■ Work required
Report every line in the entries below that contains the word "green", copying each such line in full. Case counts.
BEGIN
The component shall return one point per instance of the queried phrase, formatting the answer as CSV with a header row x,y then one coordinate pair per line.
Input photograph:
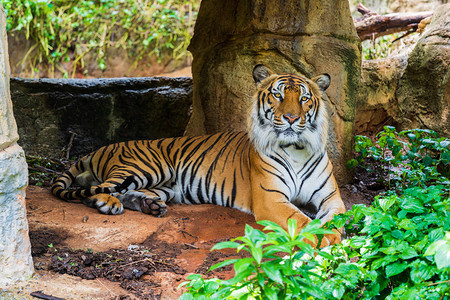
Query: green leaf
x,y
186,296
442,257
432,249
345,268
408,253
395,268
387,202
225,245
211,286
292,227
223,264
412,205
273,272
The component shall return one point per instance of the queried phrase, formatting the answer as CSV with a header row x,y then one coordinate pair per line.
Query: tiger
x,y
278,169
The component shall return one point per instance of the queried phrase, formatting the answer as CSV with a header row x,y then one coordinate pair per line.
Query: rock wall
x,y
410,90
307,37
15,249
97,112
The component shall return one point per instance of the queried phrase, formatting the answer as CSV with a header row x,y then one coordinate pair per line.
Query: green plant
x,y
66,31
398,248
280,266
390,241
408,158
381,47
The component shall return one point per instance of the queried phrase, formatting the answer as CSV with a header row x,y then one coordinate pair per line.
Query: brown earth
x,y
81,254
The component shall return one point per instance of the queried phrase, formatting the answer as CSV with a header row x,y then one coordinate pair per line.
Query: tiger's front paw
x,y
153,206
106,204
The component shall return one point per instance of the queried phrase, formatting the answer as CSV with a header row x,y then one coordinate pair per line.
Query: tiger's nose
x,y
290,118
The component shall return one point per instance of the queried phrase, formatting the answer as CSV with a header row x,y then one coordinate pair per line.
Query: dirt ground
x,y
79,253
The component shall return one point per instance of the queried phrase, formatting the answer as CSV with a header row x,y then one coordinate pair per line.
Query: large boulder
x,y
306,37
412,89
424,88
15,248
85,114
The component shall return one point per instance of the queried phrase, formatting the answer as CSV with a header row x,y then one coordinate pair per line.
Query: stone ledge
x,y
98,111
15,249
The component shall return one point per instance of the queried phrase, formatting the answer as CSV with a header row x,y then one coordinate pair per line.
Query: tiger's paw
x,y
153,206
106,204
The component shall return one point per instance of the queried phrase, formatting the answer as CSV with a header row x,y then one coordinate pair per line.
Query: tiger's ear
x,y
322,81
260,72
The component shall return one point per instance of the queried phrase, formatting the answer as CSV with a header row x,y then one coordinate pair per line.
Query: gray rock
x,y
306,37
98,111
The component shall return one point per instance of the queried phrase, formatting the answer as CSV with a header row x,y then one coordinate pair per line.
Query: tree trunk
x,y
372,25
306,37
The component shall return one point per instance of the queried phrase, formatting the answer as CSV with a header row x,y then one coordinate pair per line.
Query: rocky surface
x,y
411,89
15,251
424,88
310,38
97,112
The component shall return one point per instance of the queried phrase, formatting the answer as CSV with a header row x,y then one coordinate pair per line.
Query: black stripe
x,y
275,191
321,186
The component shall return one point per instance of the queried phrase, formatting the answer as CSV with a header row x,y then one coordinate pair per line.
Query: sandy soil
x,y
180,241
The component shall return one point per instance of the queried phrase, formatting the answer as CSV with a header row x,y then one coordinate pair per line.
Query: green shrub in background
x,y
66,30
417,157
398,248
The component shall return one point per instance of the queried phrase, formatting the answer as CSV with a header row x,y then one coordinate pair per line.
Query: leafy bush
x,y
408,158
275,270
390,241
398,248
68,30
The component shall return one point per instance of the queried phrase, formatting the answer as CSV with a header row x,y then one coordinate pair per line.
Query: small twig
x,y
129,264
106,287
404,35
41,295
185,232
190,245
436,283
38,168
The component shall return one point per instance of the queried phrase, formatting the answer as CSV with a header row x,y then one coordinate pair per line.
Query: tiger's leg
x,y
152,201
105,203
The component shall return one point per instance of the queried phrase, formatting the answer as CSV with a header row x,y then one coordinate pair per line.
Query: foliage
x,y
65,31
280,266
398,248
382,46
393,242
416,157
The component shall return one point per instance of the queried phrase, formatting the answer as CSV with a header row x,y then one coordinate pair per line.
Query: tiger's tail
x,y
61,185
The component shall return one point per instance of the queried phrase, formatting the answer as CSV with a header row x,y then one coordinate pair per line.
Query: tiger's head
x,y
288,111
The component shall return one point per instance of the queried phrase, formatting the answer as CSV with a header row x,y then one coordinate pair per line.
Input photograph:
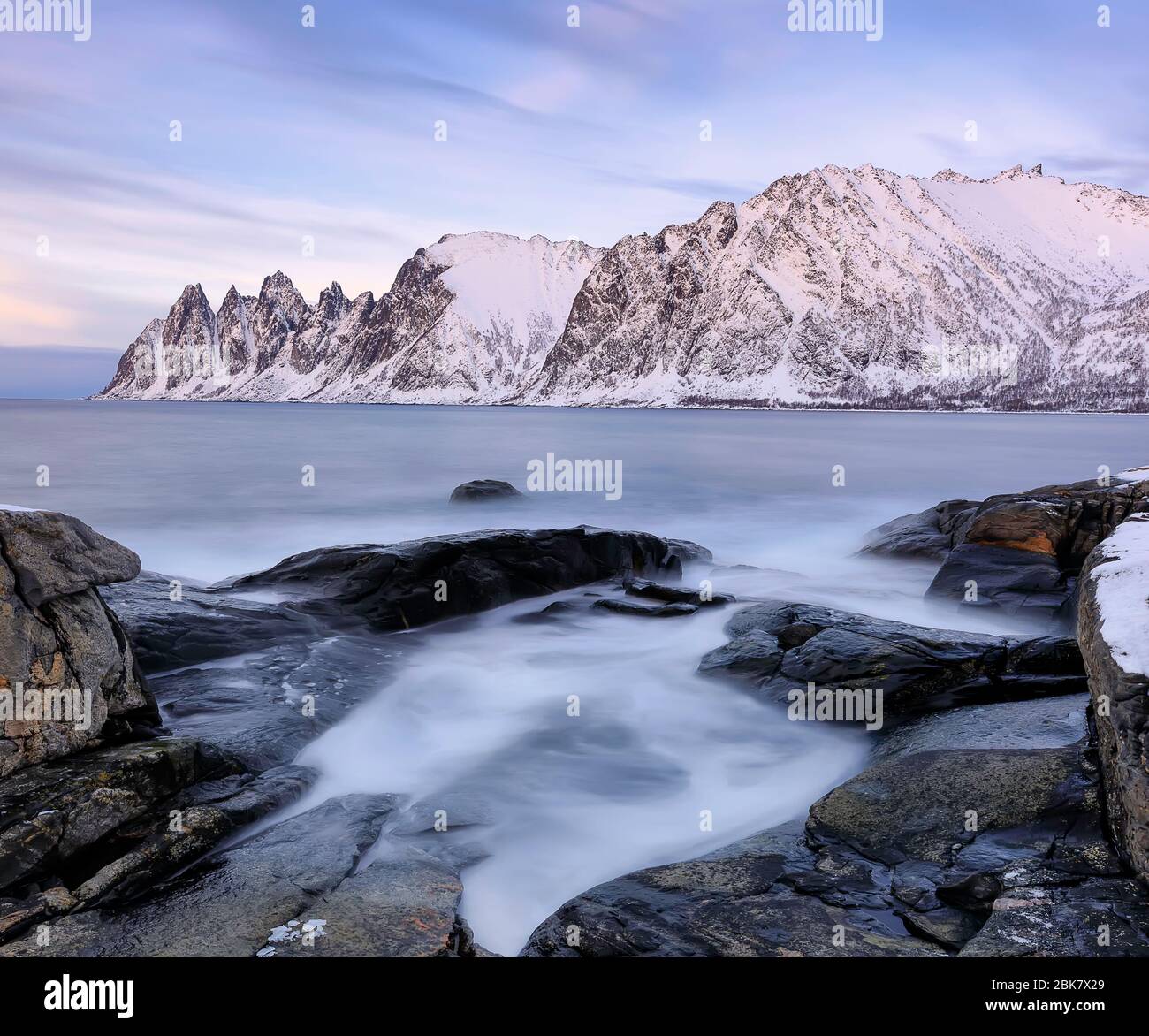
END
■ Solution for this task
Query: green leaf
Query: green plant
Query: green shrub in background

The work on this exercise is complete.